**Source document**
§ §
The Exodus is the story of a small family, connected only by the ties of kin and consanguinity, that grew into a community, connected by a covenant and a creed. It is this transcendent vision of nationhood that has enabled others to join the tribe– to convert—and thereby become full-fledged Jews, the children of Abraham and Sarah.
What Does a Jew Look Like?
In 1605, Matteo Ricci, an Italian-born missionary, cartographer, astronomer, and translator, had an unusual encounter in Beijing. He had only been in the city for a few years, serving as an advisor to the Chinese Imperial Court—he was the first Westerner to ever be invited to the Forbidden City, then the seat of the Ming Dynasty—when a visitor named Ai Tien, arrived from one of the Empire’s inland provinces.
Ricci soon learned that, despite his non-European appearance, Ai Tien shared the Europeans’ monotheism. Joyously, Ricci assumed that he had at last found a Chinese Christian; the existence of such a community had been long rumored but uncorroborated. But, after a mix-up over a biblical mural that Ai Tien took to be a depiction of Jacob’s sons—in fact it was of the twelve apostles—Ricci’s joy turned to astonishment. Ai Tien was neither Christian nor Muslim, but a Chinese Jew from the city of Kaifeng.
Of course, while Ricci knew of Jews, this was the first that he, or any European, had heard of a Jewish community in China. This story, retold in The Jews of Kaifeng, China by author Xu Xin, who admits that it “sounds incredible, but is fully documented,” reads like something from a Jewish joke book, complete with set-up and punchline. But it also makes for a useful meditation on the nature of Jewish identity.
§ §
**Given instruction**
Copy everything from "In 1605, Matteo" down to "Empire’s inland provinces." in the passage on the Jews of Kaifeng, replacing "Beijing" with "Peking". The entries that come next have no connection to the passage on the Jews of Kaifeng.

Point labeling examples
§ §
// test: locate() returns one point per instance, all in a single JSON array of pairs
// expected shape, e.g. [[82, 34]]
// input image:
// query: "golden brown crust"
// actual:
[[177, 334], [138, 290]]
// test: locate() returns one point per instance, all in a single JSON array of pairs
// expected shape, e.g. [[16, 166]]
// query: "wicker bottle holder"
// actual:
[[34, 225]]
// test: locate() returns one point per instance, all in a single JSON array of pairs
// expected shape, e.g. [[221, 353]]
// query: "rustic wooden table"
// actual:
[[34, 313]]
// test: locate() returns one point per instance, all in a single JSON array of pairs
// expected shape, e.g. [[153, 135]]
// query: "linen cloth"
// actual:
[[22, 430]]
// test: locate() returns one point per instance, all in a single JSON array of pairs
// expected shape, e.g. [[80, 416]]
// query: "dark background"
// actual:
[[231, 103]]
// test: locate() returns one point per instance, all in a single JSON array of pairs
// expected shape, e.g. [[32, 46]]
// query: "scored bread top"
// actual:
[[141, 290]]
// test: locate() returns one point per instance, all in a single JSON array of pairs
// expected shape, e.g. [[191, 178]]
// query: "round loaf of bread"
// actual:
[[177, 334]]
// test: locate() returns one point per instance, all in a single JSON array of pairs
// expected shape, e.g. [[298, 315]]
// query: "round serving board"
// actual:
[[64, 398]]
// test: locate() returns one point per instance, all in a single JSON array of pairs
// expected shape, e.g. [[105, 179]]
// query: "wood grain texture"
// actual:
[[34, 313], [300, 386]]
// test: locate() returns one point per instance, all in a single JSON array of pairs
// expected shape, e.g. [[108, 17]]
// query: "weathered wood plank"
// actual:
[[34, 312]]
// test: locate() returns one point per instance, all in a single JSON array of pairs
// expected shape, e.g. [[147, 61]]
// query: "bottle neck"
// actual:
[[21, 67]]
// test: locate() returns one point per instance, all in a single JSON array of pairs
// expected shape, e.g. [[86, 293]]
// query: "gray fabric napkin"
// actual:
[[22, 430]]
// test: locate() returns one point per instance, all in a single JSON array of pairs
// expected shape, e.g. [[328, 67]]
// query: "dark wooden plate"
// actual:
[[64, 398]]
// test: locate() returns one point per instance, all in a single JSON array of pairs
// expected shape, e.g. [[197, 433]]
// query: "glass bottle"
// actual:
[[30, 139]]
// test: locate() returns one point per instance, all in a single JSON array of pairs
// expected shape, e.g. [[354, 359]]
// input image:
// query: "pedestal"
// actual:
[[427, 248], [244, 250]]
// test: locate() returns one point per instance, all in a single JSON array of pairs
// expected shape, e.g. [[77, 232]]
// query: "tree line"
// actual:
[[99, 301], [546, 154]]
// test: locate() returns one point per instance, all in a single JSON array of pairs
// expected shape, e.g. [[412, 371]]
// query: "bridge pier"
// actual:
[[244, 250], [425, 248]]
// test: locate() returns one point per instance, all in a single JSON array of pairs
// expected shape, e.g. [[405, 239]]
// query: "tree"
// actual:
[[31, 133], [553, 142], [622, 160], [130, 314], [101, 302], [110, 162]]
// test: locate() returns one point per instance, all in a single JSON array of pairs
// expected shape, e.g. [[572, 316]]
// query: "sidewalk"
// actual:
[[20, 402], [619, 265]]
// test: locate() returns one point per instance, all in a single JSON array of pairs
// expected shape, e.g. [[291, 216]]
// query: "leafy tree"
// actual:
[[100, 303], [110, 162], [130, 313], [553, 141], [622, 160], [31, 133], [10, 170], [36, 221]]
§ §
**Response to the task**
In 1605, Matteo Ricci, an Italian-born missionary, cartographer, astronomer, and translator, had an unusual encounter in Peking. He had only been in the city for a few years, serving as an advisor to the Chinese Imperial Court—he was the first Westerner to ever be invited to the Forbidden City, then the seat of the Ming Dynasty—when a visitor named Ai Tien, arrived from one of the Empire’s inland provinces.